Filter the entries that follow, copying every line in which the word "pool" appears.

** Exercise material follows **

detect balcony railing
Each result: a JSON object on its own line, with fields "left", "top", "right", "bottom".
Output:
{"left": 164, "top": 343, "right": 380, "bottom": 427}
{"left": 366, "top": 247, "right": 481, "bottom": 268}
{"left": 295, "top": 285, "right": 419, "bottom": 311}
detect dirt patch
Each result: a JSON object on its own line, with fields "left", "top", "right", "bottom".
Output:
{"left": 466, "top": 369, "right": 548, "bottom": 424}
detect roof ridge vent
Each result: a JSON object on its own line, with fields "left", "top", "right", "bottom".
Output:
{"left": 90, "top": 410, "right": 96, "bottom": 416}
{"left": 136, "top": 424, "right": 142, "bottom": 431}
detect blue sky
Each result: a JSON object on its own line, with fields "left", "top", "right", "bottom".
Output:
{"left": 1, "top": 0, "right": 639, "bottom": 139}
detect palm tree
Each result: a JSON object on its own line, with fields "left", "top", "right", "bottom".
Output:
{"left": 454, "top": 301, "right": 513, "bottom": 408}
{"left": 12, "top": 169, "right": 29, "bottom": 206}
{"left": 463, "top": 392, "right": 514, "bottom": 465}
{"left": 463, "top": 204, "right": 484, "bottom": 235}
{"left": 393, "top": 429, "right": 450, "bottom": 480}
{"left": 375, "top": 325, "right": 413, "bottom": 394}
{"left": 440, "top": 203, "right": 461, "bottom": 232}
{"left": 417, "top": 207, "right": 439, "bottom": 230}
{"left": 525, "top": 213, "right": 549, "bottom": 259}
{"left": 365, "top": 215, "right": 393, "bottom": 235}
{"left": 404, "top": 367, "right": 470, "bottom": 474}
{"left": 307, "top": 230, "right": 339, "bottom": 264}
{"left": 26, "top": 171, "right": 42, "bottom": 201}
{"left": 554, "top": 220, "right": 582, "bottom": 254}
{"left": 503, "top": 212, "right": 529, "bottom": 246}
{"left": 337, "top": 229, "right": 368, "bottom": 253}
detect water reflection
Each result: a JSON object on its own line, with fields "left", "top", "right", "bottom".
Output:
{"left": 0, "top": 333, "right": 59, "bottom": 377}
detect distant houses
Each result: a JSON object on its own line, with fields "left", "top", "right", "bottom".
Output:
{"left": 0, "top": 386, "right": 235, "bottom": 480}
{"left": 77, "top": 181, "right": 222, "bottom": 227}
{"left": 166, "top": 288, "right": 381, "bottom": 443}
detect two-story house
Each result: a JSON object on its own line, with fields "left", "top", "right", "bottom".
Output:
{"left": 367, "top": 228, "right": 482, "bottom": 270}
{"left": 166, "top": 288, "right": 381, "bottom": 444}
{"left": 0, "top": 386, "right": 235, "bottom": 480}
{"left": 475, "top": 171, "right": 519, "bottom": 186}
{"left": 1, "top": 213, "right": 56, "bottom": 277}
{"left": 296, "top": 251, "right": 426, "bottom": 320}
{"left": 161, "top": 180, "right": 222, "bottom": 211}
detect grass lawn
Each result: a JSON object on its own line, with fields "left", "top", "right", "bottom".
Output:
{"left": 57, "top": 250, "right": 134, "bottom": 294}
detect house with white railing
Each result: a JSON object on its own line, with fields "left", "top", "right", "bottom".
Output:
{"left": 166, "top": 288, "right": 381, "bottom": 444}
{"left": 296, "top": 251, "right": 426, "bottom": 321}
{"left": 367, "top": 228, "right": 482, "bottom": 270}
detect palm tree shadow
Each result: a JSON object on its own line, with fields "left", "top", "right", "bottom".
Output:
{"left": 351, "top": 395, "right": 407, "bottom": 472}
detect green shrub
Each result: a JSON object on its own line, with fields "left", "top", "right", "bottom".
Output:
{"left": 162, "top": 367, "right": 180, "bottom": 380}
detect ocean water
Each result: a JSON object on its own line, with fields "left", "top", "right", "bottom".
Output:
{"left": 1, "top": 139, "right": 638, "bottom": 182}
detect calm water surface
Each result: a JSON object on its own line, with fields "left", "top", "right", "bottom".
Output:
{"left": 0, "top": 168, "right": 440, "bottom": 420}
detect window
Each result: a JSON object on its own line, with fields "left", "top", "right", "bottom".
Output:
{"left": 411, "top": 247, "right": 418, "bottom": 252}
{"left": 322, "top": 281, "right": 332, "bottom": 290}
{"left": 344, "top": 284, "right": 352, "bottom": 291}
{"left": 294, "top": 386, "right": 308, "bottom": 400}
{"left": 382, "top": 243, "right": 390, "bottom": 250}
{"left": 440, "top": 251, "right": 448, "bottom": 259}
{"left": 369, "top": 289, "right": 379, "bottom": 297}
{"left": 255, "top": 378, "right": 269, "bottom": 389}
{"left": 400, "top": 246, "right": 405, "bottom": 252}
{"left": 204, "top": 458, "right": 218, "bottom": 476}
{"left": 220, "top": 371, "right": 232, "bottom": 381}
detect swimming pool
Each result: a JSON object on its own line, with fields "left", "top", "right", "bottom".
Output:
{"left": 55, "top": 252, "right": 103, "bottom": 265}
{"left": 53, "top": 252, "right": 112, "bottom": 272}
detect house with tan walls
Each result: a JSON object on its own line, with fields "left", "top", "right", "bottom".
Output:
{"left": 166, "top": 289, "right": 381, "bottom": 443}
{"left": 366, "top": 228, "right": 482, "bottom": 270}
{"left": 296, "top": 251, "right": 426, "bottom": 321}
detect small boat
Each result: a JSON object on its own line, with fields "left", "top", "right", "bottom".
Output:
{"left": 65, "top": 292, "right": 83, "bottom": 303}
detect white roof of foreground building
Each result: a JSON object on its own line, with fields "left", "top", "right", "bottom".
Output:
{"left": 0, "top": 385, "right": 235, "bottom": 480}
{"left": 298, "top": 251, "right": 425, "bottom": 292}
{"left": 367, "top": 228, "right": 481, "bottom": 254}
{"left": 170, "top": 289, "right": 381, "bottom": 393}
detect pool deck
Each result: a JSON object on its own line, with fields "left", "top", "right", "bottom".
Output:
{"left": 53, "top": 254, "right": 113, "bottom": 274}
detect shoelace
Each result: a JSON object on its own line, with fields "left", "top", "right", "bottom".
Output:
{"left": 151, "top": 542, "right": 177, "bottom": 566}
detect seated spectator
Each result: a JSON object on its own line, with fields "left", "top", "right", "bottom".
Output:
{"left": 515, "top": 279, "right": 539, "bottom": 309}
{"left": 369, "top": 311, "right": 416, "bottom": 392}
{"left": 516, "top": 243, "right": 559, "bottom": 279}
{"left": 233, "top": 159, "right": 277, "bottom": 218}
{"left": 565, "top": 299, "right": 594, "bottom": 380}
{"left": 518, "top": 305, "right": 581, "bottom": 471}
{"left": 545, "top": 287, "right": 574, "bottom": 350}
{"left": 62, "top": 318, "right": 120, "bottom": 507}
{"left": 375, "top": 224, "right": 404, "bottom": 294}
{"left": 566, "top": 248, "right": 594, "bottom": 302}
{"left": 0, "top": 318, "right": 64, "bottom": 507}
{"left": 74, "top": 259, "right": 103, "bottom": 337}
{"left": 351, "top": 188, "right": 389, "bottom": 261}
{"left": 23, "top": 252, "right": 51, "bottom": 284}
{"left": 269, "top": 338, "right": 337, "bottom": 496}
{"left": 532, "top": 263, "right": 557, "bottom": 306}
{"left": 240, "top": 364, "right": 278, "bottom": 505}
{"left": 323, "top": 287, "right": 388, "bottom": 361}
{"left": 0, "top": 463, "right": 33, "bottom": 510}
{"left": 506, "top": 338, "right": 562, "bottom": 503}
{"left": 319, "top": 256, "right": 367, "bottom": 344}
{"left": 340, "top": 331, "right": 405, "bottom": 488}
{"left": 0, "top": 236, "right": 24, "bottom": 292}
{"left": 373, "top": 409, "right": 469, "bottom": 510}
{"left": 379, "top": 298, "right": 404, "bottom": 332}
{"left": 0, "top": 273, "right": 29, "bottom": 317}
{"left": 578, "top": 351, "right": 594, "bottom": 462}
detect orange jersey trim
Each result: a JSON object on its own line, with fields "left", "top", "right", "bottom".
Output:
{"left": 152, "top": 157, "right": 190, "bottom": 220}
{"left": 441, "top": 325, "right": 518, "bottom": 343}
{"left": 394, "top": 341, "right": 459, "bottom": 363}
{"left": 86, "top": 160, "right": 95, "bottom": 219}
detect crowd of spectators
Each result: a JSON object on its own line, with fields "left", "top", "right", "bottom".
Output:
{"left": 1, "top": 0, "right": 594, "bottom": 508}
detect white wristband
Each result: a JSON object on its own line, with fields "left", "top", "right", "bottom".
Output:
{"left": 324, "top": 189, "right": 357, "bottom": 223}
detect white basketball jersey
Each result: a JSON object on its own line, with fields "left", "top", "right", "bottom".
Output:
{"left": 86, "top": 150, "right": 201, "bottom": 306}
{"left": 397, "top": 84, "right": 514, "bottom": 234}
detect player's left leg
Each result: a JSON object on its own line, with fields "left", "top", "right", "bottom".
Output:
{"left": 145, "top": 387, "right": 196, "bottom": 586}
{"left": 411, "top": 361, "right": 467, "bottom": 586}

** End of Exercise material **

● Solved problem:
detect swimming pool
detect pool deck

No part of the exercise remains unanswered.